Count how many lines below include the word "cloud". Answer with a number only.

▶ Recorded information:
****

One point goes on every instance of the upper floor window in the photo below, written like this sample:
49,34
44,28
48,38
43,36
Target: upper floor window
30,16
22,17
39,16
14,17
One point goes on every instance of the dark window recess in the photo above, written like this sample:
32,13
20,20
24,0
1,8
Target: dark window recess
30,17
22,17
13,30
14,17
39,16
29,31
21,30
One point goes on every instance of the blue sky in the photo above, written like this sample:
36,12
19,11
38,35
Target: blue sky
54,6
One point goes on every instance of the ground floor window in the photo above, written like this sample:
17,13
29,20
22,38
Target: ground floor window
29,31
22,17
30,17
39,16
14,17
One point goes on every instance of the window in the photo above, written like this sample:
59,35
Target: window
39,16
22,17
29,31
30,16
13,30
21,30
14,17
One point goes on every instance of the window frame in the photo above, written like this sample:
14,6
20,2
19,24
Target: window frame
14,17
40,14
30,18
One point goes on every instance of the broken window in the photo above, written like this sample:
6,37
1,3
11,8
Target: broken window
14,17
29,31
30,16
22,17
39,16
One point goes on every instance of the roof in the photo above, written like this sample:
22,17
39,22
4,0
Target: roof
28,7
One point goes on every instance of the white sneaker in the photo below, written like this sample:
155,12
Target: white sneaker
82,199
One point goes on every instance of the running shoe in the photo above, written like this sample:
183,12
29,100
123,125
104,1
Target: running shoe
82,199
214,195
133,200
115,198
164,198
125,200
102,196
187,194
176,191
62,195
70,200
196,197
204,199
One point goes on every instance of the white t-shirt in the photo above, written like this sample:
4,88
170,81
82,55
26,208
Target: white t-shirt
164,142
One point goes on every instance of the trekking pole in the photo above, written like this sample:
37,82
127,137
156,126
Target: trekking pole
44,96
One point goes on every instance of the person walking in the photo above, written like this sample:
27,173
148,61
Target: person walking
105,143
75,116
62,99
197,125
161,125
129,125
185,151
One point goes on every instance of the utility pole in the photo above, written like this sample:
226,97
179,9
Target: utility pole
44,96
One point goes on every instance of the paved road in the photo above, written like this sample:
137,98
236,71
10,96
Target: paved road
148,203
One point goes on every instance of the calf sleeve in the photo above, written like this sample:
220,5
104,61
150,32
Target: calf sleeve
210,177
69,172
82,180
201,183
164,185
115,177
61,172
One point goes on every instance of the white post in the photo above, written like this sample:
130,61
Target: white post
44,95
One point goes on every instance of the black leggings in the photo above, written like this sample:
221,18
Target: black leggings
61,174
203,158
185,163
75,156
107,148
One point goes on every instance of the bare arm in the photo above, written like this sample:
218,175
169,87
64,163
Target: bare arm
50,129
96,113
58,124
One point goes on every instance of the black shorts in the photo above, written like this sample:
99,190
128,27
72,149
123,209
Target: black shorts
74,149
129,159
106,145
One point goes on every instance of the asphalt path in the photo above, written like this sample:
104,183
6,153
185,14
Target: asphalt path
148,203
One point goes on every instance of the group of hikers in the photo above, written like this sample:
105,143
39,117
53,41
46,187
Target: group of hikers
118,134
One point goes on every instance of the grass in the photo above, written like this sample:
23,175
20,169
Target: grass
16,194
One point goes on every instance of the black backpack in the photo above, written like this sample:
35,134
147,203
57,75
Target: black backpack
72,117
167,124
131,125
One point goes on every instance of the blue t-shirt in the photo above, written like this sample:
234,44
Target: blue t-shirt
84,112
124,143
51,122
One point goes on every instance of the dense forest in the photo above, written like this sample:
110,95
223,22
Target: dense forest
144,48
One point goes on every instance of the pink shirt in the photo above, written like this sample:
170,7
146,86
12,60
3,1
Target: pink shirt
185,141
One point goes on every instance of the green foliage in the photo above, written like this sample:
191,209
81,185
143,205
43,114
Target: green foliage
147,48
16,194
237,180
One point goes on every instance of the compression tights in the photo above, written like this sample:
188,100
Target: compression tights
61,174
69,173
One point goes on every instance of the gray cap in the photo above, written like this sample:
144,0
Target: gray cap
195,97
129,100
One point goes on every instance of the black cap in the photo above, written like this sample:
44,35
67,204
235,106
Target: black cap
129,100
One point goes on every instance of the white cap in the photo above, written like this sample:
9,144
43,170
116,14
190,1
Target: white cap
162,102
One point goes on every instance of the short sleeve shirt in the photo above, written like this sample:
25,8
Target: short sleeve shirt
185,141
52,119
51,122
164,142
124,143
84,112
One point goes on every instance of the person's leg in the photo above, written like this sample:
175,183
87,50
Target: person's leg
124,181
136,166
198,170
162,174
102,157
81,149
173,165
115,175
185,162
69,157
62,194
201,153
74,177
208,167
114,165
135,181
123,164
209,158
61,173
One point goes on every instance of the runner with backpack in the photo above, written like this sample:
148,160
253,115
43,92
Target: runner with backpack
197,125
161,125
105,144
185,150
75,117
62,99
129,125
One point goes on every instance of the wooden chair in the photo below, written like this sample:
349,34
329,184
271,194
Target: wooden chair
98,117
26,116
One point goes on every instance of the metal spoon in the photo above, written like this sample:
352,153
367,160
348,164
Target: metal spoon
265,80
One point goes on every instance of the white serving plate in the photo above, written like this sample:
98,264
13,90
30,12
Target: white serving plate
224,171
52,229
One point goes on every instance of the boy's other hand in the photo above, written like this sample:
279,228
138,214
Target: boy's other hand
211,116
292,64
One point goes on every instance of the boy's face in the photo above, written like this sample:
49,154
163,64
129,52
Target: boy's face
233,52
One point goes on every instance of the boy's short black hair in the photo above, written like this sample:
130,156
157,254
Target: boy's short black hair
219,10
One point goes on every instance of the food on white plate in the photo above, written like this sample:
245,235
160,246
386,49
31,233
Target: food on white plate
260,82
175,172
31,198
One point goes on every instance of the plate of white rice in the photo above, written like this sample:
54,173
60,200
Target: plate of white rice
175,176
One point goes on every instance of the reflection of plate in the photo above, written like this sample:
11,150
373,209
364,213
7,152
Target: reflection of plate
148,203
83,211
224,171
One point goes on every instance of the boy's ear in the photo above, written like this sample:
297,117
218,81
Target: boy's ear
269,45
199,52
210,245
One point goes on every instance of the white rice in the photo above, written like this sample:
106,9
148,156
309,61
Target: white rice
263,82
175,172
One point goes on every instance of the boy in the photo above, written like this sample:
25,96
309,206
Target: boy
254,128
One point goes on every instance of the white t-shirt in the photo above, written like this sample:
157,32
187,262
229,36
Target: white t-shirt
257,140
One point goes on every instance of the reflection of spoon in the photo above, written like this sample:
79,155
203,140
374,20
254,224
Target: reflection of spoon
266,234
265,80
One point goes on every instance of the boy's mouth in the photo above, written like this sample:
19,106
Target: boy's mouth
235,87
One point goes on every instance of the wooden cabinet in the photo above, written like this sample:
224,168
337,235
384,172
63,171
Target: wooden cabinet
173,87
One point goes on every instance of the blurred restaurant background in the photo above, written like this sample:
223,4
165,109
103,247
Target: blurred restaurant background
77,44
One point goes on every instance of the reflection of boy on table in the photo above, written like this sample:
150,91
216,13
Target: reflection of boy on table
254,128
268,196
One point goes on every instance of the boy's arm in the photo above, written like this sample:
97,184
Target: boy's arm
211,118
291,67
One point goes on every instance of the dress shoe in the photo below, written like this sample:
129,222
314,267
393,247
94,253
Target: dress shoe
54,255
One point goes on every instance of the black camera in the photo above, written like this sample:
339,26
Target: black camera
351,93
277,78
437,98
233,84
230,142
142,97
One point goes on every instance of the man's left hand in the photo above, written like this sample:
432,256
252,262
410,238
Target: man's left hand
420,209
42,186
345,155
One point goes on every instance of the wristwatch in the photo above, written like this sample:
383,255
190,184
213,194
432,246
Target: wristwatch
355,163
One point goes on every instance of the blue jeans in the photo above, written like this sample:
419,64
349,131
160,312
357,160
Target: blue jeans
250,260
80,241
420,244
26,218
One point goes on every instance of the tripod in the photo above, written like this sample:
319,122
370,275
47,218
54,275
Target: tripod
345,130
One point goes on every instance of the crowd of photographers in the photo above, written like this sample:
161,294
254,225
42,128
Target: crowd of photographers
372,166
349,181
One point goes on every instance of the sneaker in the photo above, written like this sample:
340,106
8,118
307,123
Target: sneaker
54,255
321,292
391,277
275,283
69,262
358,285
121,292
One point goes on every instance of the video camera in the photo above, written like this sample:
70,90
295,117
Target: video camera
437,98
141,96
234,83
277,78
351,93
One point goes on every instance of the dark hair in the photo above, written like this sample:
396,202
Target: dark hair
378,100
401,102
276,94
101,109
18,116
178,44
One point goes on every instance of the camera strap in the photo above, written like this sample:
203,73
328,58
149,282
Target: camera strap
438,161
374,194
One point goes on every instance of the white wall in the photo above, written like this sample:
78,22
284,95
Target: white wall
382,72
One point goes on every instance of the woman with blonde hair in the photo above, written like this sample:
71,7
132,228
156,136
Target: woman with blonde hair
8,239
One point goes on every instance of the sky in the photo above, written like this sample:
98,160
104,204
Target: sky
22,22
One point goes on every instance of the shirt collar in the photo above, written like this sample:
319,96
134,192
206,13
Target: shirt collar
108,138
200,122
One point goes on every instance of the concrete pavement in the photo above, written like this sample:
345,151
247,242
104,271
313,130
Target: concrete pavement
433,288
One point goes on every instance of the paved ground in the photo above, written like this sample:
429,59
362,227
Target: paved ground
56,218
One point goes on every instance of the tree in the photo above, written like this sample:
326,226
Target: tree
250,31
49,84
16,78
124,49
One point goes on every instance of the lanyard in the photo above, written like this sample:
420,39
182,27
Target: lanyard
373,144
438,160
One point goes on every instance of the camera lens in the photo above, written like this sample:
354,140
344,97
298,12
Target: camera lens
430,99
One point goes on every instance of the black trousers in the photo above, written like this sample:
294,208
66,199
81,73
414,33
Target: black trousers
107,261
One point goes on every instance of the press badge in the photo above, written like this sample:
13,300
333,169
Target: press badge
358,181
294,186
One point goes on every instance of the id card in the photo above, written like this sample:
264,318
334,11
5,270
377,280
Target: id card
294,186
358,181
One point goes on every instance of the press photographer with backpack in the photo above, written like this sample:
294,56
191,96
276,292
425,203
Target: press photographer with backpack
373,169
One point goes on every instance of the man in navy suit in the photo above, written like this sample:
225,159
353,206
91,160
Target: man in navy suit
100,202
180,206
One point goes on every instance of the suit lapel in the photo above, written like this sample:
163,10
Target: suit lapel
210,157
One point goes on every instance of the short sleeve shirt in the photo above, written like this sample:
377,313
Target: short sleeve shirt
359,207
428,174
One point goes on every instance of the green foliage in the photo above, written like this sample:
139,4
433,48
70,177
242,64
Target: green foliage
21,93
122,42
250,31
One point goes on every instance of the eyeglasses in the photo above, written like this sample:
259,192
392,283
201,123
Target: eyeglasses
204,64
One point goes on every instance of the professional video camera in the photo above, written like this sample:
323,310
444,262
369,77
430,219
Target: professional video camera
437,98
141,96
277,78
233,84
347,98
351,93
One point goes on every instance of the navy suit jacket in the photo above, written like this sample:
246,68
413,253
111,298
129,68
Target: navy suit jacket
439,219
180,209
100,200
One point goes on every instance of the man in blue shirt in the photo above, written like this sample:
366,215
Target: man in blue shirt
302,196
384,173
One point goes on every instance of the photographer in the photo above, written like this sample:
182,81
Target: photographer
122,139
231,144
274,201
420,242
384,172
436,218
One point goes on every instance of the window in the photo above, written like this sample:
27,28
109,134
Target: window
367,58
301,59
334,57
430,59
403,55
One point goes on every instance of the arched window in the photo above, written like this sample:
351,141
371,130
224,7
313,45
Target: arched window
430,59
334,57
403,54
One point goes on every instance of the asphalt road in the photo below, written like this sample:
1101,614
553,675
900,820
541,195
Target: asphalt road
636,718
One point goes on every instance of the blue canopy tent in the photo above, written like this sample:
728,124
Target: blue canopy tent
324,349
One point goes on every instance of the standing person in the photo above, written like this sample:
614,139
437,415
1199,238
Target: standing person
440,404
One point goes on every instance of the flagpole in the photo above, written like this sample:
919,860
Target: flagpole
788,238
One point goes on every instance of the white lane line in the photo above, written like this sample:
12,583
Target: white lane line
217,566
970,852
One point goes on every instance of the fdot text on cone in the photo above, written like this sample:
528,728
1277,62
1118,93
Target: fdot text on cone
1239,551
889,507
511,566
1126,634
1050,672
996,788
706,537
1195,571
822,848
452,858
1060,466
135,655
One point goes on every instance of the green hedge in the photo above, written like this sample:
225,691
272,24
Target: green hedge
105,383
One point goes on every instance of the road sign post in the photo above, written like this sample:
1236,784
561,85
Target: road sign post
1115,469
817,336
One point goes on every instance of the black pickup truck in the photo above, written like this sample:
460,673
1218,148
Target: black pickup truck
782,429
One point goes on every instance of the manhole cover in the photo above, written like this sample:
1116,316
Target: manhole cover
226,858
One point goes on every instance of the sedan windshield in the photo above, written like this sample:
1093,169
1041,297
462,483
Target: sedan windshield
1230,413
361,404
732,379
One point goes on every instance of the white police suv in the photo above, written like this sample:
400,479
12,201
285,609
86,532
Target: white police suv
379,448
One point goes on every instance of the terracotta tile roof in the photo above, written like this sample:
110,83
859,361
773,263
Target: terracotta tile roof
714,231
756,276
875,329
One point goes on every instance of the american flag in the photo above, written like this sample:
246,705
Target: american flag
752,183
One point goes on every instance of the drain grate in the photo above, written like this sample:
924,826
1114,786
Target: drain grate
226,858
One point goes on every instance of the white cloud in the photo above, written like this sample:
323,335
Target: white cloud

****

▶ Response to this exercise:
2